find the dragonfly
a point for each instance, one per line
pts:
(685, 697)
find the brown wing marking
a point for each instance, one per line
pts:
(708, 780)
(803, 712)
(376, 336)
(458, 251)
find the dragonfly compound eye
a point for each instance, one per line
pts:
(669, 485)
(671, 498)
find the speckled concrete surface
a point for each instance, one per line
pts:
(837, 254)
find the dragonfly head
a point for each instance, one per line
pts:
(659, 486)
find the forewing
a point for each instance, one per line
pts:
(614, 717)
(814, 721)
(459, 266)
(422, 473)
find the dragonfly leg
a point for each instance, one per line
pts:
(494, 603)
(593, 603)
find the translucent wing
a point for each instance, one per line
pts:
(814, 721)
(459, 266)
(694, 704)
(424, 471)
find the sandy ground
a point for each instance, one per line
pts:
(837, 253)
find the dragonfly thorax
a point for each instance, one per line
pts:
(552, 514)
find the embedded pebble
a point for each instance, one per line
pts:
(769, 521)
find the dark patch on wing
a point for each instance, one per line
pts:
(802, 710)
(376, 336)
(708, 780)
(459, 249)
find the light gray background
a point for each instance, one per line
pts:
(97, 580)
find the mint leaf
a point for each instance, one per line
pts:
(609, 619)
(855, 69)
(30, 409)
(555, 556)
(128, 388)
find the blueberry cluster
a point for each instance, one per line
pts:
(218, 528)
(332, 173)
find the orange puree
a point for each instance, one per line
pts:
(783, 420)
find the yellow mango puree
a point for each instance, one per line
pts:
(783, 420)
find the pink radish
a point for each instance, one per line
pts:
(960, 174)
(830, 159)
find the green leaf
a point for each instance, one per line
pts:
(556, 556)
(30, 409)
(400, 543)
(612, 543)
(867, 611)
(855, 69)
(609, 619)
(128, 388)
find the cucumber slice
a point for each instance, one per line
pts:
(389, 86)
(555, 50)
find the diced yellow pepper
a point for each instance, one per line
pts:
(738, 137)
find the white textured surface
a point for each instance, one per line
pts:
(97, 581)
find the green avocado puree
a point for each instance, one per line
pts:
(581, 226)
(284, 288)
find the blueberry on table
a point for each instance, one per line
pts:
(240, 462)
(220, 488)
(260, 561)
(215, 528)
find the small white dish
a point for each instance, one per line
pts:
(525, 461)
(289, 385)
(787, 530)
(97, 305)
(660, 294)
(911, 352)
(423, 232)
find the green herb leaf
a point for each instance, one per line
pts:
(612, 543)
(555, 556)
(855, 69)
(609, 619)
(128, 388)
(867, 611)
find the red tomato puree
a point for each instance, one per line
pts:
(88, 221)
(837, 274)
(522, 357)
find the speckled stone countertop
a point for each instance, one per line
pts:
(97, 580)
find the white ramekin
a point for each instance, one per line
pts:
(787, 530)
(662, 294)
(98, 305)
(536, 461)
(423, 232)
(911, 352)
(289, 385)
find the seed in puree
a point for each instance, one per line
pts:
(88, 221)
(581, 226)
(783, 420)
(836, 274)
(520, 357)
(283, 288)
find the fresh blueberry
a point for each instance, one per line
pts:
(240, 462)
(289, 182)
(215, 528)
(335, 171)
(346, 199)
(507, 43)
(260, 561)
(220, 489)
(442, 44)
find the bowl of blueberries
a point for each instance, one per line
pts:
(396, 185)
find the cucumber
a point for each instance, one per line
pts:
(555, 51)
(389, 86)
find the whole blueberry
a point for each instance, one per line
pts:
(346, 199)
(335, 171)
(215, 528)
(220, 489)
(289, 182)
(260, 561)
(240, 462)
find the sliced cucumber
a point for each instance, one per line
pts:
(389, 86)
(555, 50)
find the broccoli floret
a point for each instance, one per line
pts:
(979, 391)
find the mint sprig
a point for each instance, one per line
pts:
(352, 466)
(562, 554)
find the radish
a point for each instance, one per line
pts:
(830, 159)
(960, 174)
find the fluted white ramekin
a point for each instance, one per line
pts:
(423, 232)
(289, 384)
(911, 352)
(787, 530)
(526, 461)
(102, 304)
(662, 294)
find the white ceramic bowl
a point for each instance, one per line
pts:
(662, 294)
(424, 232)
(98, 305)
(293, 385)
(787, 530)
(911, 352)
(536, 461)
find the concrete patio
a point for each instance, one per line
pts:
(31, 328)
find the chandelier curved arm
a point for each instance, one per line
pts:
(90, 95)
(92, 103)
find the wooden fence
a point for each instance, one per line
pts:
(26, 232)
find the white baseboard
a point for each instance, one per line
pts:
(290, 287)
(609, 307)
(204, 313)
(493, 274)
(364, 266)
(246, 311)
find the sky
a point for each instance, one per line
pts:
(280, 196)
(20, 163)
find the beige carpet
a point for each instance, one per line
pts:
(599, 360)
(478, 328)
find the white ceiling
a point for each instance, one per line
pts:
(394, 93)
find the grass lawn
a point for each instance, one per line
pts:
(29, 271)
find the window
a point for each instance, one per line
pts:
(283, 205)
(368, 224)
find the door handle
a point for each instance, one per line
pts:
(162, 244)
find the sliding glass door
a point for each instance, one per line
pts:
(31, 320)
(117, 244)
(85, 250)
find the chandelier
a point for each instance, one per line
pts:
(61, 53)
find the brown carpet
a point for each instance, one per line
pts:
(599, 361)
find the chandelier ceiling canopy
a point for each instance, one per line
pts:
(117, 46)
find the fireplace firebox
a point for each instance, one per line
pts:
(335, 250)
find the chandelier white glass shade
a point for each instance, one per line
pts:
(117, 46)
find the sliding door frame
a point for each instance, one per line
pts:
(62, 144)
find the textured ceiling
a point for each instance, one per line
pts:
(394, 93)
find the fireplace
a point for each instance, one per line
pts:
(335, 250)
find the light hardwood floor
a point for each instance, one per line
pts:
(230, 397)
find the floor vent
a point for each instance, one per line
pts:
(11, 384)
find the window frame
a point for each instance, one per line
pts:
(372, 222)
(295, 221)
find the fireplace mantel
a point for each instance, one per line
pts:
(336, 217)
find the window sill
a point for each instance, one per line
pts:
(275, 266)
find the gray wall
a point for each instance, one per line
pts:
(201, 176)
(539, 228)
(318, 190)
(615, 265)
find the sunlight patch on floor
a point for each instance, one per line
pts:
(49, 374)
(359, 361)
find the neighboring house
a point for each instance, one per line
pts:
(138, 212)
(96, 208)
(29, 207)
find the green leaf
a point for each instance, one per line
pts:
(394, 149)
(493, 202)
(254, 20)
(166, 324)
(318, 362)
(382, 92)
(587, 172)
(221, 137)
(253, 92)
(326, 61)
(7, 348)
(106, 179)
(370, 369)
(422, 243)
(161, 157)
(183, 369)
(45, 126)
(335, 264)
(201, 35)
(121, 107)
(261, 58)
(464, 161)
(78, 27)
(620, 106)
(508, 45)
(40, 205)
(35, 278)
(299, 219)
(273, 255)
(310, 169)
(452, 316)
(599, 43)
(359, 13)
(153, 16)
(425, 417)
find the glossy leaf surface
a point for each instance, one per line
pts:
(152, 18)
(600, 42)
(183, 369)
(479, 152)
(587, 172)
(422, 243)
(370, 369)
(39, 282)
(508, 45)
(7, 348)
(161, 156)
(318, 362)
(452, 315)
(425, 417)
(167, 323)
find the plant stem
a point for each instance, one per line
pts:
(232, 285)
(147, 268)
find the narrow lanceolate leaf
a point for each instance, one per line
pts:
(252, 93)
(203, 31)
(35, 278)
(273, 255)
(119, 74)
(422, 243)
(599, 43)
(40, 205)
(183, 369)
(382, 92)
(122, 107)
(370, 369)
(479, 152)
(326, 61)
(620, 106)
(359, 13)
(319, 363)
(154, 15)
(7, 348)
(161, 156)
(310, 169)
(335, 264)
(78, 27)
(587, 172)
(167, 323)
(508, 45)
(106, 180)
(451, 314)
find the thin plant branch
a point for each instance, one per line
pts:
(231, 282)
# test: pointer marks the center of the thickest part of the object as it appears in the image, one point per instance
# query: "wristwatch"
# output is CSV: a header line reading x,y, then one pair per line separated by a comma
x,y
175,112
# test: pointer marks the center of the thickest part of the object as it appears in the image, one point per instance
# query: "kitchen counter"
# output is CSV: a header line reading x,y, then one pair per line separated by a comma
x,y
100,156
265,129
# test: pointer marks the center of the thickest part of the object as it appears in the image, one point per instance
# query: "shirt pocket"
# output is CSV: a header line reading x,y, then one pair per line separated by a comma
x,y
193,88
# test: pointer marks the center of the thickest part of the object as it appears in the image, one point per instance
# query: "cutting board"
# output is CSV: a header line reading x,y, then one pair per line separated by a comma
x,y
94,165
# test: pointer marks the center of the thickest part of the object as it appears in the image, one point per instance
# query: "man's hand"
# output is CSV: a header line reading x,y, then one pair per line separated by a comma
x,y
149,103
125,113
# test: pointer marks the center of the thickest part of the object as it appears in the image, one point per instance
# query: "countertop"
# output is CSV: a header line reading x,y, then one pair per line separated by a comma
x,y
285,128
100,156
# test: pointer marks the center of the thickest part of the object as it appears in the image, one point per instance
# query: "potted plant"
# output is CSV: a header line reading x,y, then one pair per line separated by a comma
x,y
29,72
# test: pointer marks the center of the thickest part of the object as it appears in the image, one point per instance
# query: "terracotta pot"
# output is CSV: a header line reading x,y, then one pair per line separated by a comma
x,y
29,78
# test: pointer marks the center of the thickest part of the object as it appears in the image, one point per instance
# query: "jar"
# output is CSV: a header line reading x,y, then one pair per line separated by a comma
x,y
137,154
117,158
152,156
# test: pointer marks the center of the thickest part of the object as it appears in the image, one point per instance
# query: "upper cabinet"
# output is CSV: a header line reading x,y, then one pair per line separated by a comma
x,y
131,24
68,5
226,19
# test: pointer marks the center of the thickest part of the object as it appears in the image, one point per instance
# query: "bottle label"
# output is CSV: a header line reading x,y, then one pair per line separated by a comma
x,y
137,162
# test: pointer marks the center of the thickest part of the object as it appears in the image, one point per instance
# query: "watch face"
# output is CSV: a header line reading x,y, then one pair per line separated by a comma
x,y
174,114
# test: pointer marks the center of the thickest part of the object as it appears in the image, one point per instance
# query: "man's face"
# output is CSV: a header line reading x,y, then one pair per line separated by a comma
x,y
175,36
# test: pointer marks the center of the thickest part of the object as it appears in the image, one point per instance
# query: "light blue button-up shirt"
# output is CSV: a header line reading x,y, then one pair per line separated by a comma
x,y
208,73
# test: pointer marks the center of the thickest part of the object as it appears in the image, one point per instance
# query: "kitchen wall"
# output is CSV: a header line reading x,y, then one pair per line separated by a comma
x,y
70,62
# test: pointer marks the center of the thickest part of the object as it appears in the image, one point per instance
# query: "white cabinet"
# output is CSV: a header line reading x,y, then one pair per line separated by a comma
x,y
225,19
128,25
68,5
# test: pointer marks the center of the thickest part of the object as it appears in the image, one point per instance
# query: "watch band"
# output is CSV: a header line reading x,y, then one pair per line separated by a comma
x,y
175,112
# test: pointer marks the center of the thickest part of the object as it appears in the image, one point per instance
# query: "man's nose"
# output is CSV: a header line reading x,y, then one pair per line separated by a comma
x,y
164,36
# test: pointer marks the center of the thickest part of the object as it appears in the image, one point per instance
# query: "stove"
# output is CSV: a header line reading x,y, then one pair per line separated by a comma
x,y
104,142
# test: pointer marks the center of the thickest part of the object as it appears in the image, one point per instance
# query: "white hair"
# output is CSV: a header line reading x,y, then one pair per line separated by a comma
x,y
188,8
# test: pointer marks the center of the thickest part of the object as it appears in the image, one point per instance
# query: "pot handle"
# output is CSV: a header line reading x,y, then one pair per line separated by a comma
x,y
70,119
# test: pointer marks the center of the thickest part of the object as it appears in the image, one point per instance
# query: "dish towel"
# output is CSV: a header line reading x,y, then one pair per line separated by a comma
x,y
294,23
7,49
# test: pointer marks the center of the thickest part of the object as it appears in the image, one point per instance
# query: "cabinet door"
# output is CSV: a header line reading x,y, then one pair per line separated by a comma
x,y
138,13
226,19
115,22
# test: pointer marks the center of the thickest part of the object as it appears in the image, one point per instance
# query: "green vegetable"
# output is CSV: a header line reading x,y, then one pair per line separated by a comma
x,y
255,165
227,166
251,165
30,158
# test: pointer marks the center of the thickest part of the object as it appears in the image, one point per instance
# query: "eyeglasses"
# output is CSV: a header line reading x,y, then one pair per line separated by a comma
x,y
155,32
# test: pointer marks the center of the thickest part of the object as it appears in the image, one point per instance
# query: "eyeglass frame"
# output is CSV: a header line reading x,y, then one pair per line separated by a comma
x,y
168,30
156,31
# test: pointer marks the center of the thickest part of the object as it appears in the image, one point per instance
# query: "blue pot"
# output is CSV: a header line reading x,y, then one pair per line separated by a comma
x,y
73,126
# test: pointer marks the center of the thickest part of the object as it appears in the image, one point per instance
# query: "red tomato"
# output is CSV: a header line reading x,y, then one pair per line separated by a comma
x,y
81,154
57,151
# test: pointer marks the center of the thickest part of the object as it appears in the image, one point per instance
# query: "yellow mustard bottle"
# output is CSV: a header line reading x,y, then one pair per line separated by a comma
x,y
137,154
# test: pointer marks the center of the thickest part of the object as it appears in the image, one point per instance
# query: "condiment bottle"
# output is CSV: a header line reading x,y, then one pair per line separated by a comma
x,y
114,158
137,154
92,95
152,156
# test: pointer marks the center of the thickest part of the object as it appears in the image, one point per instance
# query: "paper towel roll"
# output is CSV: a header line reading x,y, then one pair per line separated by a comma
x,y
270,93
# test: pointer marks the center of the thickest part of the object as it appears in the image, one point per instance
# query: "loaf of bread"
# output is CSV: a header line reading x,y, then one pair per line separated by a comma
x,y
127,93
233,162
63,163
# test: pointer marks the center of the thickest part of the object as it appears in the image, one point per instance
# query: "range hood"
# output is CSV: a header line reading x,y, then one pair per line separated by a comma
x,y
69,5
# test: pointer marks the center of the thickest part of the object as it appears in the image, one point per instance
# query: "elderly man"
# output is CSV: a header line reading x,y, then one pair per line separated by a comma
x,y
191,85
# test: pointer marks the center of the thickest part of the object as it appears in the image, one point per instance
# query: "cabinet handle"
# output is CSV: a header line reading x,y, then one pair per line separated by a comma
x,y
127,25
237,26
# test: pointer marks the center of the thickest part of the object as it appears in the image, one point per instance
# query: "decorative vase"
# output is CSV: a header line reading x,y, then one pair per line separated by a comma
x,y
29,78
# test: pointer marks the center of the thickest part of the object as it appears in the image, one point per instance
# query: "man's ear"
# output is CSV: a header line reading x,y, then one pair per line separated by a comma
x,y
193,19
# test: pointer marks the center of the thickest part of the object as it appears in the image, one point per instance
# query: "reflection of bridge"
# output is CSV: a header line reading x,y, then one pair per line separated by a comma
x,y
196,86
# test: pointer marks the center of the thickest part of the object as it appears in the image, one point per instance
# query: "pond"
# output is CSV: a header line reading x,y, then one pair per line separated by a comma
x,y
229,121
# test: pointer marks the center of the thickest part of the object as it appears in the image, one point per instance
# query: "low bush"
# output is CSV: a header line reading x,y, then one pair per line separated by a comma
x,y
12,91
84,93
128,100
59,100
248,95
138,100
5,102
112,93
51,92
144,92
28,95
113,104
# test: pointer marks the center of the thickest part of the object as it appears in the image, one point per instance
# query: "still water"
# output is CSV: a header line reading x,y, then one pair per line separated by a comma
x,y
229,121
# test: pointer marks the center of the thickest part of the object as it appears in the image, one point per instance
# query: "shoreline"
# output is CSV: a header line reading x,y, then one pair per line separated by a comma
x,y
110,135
━━━━━━━━
● **What this task involves**:
Count how many lines in the items above contain the string "surface". Reply with the number alone.

● **Finished exercise**:
3